▸ TASK INPUTS
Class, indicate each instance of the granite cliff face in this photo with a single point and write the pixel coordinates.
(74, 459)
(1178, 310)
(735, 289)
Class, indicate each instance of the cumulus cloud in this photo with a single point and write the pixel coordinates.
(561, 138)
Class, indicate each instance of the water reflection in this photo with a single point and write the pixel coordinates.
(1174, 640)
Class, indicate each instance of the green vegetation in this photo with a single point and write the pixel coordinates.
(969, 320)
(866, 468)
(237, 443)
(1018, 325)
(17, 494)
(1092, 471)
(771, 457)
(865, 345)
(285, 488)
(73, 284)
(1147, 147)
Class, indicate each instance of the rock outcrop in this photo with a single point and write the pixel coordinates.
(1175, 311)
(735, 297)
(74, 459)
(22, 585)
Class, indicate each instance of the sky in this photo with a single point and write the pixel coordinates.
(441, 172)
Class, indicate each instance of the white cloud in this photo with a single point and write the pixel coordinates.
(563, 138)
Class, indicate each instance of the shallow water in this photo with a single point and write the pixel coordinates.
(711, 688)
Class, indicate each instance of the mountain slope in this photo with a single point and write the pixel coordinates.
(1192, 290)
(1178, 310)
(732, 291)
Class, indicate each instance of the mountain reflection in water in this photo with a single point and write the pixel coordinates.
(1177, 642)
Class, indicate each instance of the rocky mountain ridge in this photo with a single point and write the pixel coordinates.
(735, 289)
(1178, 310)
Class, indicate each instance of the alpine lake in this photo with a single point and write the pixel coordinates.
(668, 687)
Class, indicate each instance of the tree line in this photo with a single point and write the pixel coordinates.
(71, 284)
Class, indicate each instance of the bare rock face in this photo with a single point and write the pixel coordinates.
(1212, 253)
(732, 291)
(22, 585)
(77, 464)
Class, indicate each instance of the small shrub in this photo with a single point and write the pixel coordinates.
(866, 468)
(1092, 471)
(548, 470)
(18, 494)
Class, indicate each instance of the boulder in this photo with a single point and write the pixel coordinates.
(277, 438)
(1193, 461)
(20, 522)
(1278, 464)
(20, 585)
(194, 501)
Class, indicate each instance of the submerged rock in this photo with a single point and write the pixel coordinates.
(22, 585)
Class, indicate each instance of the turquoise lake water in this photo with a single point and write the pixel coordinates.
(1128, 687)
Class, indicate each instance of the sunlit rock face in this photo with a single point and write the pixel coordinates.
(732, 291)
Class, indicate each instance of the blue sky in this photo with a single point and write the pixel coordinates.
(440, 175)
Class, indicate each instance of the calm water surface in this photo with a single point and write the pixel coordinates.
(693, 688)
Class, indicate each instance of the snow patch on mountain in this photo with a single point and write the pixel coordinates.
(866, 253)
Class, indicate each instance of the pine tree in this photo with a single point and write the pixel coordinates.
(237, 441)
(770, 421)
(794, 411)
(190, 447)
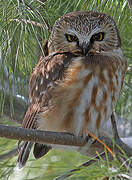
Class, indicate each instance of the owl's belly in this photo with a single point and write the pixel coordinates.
(83, 102)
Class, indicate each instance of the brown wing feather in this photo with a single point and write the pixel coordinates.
(47, 73)
(44, 78)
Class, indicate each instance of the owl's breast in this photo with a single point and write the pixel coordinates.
(84, 99)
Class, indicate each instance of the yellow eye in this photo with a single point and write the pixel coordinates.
(71, 38)
(98, 36)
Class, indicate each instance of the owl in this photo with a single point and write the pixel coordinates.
(75, 87)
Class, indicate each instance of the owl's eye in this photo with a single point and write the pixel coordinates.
(98, 37)
(71, 38)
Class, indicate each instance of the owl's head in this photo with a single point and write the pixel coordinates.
(84, 32)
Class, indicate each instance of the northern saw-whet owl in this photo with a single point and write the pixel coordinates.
(75, 87)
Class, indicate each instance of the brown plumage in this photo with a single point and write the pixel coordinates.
(76, 86)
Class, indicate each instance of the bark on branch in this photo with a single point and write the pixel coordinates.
(60, 138)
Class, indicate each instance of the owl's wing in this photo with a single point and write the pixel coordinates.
(44, 79)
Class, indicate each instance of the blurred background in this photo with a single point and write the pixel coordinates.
(24, 26)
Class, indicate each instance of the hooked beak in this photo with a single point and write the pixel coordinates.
(85, 47)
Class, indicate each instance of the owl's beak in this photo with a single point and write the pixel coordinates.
(85, 47)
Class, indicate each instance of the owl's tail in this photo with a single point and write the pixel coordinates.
(24, 154)
(39, 151)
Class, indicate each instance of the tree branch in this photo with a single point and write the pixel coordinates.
(60, 138)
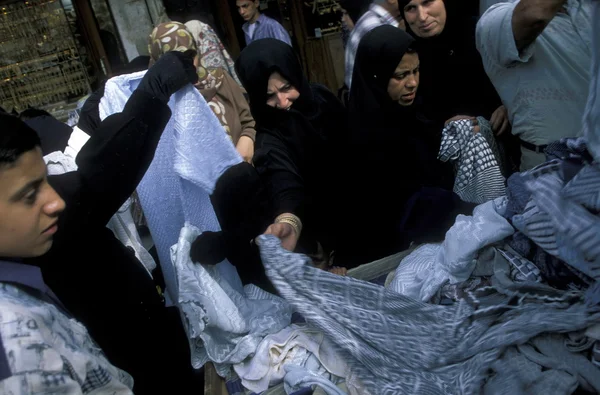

▸ EXERCISE GOAL
Rewrite a stretch of the entries above as a numbered list with blank lines dropped, starting at the line containing "Class, indicate each instance of the submerged" and ending after the line containing "(1128, 687)". Include only those lines.

▸ EXERCISE RESULT
1. Class, indicate each instance of the submerged rock in this photo with a single point and write the pixel coordinates.
2. (22, 585)
3. Class, indicate each instance of the turquoise lake water in this photo with a single point and write the pixel coordinates.
4. (1128, 687)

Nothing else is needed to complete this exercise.